_WHAT NEEDS TO BE DONE_
Please output the section of the listing below that opens with the line containing "cheek -> a point" and closes with the line containing "young girl ->", exactly and with nothing else.

_RECORDS PROVIDED_
-------

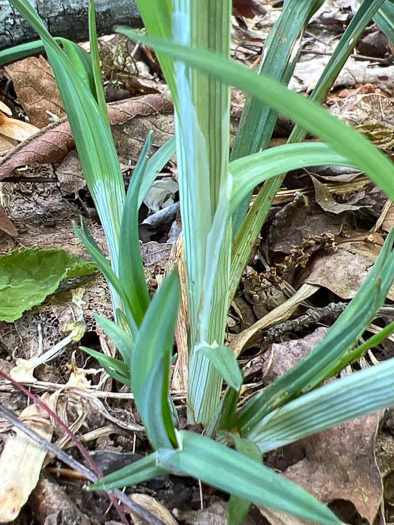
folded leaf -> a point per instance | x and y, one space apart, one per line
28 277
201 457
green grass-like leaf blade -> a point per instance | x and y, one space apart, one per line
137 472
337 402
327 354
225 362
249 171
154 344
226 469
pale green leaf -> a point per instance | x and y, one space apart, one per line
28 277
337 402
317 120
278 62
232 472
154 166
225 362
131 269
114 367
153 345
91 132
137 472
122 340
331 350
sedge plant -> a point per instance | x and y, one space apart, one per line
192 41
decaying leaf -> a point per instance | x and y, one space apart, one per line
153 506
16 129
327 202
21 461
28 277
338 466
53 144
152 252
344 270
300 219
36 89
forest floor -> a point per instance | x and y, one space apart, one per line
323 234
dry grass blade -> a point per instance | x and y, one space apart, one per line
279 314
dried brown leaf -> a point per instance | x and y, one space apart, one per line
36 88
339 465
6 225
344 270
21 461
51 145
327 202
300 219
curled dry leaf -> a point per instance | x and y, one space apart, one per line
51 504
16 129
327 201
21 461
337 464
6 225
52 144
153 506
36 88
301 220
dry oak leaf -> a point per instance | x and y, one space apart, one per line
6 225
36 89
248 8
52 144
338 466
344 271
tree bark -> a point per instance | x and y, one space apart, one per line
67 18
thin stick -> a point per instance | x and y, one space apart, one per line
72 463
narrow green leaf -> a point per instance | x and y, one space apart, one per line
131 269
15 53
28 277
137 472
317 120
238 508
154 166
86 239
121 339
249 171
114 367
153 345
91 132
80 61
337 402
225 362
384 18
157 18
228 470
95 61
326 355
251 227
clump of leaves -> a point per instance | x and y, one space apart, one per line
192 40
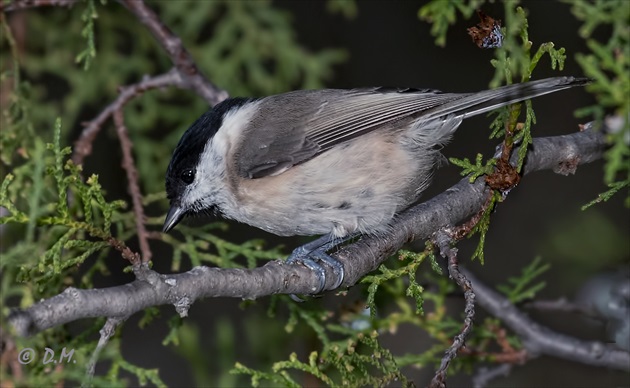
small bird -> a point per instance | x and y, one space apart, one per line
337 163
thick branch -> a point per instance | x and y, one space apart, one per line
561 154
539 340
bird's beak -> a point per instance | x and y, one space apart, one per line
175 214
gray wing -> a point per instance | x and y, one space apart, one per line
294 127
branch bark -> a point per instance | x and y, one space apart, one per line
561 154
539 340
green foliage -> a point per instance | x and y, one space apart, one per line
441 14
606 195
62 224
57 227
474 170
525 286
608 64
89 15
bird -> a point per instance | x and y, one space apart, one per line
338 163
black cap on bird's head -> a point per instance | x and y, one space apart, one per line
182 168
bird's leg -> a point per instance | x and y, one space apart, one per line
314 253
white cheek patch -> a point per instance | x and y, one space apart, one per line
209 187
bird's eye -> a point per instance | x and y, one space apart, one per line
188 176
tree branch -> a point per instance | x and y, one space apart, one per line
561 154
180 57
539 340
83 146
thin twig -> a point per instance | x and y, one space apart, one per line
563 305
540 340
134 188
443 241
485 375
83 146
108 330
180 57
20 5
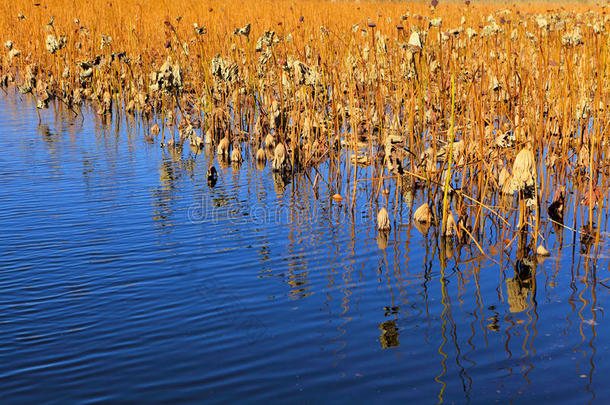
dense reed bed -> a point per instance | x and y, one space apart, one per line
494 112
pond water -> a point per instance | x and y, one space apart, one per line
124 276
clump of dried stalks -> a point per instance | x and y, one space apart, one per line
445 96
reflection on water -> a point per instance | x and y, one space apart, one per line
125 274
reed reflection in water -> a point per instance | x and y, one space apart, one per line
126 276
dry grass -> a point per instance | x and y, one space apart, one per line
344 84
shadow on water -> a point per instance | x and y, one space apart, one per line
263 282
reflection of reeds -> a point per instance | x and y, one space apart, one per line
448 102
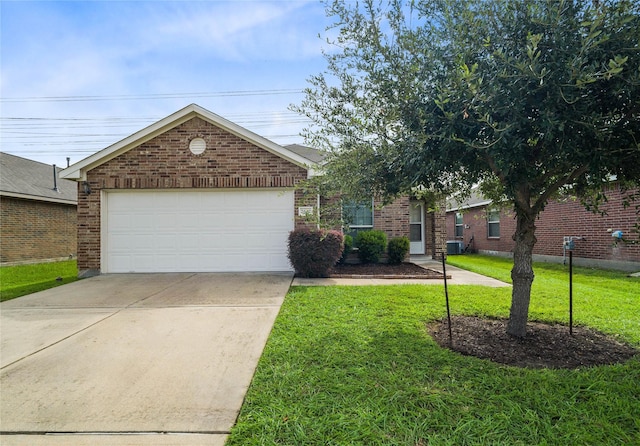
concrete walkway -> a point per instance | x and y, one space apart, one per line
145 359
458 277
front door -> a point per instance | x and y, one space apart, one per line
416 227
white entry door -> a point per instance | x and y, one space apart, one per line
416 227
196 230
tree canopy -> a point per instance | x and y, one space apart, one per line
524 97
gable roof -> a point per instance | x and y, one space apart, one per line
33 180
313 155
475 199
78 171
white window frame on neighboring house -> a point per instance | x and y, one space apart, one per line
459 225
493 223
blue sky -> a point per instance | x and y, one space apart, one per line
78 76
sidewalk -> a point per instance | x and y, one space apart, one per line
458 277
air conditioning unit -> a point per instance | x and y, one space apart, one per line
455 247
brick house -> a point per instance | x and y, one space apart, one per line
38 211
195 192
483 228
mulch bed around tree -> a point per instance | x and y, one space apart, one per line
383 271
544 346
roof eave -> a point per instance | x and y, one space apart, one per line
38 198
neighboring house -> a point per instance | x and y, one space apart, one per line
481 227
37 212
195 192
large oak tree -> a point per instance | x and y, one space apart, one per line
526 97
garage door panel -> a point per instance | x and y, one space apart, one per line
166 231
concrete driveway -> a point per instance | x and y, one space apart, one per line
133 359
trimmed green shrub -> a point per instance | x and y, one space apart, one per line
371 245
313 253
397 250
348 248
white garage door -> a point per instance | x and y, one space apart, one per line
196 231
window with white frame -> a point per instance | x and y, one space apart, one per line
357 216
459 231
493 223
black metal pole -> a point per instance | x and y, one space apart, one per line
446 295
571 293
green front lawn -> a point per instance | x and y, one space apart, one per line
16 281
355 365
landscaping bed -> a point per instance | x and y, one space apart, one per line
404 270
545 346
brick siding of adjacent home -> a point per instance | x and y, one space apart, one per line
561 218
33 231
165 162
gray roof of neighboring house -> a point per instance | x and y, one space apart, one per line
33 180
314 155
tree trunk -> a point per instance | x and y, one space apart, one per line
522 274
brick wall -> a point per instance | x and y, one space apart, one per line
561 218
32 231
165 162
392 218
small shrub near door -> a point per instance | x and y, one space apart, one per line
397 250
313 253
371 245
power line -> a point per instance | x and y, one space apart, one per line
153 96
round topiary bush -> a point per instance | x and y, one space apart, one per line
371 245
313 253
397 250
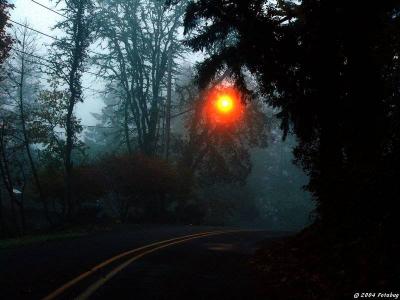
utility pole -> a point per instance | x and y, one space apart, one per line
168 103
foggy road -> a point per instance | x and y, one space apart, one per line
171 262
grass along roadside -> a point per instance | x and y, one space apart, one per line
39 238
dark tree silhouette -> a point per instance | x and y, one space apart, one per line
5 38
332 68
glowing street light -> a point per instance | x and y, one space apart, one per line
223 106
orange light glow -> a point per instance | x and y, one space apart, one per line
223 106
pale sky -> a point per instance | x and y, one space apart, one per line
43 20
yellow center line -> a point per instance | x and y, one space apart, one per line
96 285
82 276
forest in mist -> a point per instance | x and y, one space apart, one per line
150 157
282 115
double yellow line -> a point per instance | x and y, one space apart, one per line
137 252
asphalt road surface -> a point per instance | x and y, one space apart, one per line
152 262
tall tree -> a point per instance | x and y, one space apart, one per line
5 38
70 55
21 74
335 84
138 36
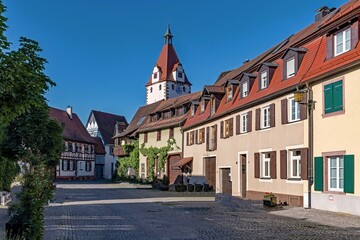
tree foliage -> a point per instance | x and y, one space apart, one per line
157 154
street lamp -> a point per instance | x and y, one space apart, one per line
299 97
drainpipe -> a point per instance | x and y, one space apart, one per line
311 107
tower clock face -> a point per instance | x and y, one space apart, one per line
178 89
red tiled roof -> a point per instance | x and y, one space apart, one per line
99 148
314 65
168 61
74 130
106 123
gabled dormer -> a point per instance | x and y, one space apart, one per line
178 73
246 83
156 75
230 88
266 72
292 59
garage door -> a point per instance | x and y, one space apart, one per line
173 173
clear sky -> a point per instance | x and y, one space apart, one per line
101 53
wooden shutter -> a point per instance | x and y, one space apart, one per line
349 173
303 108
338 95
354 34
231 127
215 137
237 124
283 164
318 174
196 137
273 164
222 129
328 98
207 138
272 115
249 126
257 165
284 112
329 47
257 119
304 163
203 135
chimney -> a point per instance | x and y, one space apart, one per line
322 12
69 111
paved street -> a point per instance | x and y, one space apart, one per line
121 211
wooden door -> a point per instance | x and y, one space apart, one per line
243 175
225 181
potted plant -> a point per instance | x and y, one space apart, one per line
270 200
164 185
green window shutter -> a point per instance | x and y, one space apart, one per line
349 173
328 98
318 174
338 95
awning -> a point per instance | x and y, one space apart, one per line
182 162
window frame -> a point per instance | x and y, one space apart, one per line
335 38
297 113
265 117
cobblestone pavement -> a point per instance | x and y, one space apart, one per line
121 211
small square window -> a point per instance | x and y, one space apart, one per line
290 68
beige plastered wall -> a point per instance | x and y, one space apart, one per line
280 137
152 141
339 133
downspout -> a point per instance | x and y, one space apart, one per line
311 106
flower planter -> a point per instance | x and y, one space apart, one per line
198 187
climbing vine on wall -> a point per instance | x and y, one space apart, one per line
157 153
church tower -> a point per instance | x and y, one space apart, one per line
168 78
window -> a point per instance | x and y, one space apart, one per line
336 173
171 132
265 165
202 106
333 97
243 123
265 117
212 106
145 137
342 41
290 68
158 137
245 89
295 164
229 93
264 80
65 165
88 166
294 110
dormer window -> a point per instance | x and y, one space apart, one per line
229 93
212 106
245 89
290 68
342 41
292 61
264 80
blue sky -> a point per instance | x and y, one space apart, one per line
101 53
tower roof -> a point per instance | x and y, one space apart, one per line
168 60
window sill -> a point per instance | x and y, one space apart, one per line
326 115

-------

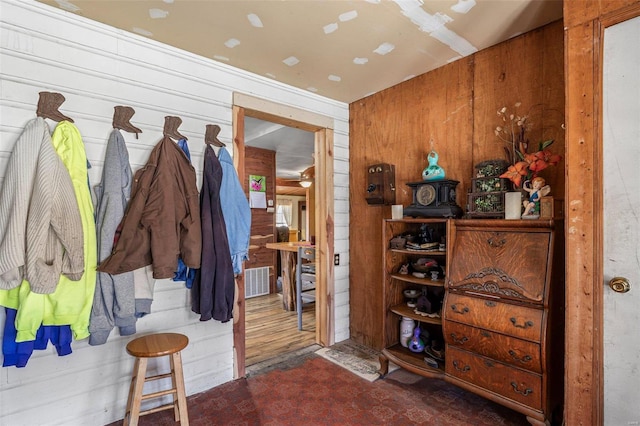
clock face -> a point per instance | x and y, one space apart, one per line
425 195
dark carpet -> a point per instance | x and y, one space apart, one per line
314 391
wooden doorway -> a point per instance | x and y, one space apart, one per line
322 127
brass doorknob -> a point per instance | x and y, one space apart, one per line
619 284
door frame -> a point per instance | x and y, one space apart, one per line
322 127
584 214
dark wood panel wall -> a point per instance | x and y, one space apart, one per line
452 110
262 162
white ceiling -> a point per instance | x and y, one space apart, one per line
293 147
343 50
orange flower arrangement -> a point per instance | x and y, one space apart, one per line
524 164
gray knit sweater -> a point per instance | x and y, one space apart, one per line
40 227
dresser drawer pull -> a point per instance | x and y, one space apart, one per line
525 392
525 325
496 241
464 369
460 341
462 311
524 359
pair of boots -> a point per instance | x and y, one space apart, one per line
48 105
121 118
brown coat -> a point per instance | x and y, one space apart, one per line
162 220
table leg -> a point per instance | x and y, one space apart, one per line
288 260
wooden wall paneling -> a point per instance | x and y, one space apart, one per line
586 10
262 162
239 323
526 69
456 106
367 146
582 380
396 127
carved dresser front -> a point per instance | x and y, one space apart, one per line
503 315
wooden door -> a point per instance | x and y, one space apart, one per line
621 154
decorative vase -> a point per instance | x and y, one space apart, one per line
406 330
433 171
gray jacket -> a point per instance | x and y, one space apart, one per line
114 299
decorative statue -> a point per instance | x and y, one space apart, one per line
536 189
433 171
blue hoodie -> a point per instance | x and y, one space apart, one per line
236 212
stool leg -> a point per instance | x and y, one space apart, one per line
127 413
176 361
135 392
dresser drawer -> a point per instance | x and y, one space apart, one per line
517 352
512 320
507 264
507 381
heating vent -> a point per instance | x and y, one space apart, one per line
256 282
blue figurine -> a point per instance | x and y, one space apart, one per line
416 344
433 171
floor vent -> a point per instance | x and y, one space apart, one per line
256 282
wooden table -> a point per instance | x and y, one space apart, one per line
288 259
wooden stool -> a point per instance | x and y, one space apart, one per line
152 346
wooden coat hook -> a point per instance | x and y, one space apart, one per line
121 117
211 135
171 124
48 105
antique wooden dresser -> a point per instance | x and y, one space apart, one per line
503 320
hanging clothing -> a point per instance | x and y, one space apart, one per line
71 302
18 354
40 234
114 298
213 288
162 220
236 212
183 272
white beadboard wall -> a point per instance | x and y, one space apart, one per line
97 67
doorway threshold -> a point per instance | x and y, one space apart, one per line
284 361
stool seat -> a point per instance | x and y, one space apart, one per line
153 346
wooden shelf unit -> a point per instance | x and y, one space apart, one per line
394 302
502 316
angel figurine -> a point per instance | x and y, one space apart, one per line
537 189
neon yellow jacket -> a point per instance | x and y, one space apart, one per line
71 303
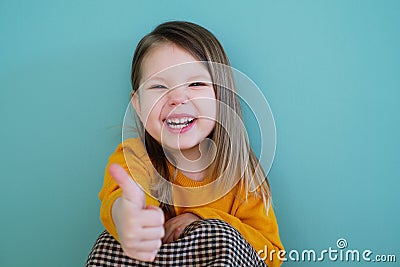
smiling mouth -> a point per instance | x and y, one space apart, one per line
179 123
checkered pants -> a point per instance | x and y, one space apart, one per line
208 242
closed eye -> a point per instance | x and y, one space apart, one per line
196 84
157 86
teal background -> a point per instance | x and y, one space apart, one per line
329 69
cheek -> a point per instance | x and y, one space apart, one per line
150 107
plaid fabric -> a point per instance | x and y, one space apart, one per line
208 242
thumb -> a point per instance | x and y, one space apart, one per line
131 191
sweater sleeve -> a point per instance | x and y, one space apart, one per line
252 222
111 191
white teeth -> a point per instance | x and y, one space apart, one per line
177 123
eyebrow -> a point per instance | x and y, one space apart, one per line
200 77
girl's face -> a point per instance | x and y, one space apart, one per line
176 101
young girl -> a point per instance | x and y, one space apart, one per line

-------

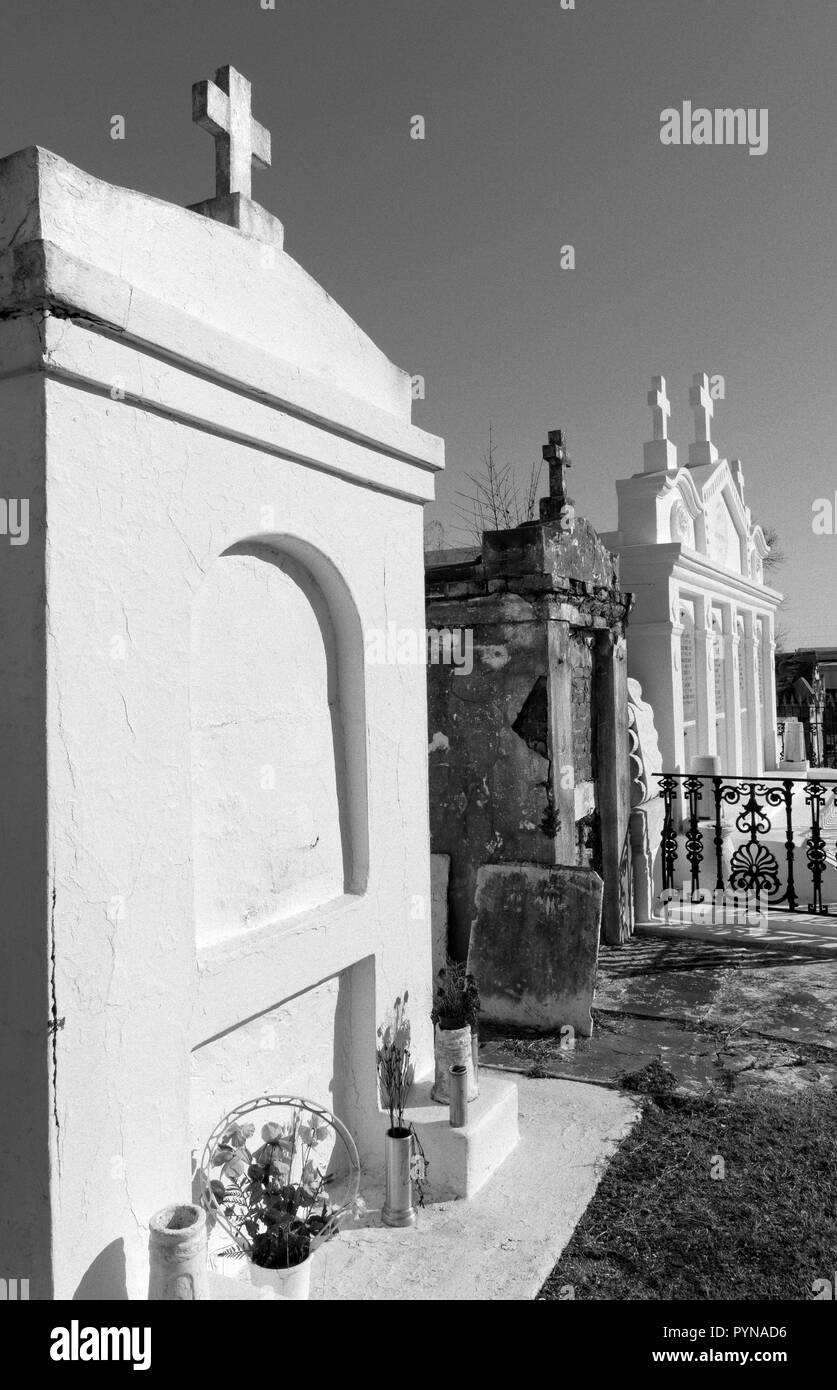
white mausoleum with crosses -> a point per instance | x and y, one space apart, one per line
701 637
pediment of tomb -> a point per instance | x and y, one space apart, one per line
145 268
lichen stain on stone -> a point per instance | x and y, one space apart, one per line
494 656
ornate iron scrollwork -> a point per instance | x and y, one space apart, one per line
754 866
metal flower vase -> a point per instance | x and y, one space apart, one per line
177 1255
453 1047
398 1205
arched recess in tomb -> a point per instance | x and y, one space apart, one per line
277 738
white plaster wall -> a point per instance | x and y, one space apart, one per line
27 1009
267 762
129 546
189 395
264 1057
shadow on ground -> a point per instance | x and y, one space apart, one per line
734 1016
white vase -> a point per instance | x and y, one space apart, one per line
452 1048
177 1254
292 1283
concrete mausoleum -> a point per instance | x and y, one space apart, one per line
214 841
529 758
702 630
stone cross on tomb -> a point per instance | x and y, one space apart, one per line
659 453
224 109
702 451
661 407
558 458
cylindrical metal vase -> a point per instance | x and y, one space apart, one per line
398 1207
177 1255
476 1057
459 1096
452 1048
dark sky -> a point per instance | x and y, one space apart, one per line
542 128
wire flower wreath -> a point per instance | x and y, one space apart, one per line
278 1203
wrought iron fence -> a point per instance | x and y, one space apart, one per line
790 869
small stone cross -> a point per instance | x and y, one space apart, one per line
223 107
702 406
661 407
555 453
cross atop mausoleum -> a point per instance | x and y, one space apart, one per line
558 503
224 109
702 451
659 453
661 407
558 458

-------

_YOUR SOLUTION_
cheek -> a point per instance | x and y, one space apart, one per line
150 107
plaid fabric -> a point per instance | x and y, one space apart, one per line
208 242
thumb -> a point per instance | x and y, one space apart, one per line
131 191
sweater sleeve -> a point per instance | x and y, one space apart, one per line
252 222
111 191
white teeth -> a point per instance | x and y, one space apart, one per line
177 123
eyebrow -> a point per instance | x and y, one space apart, one per line
200 77
girl's face -> a point per instance | x and y, one space apart, one per line
176 101
young girl -> a point per instance | x and y, one space apart, one per line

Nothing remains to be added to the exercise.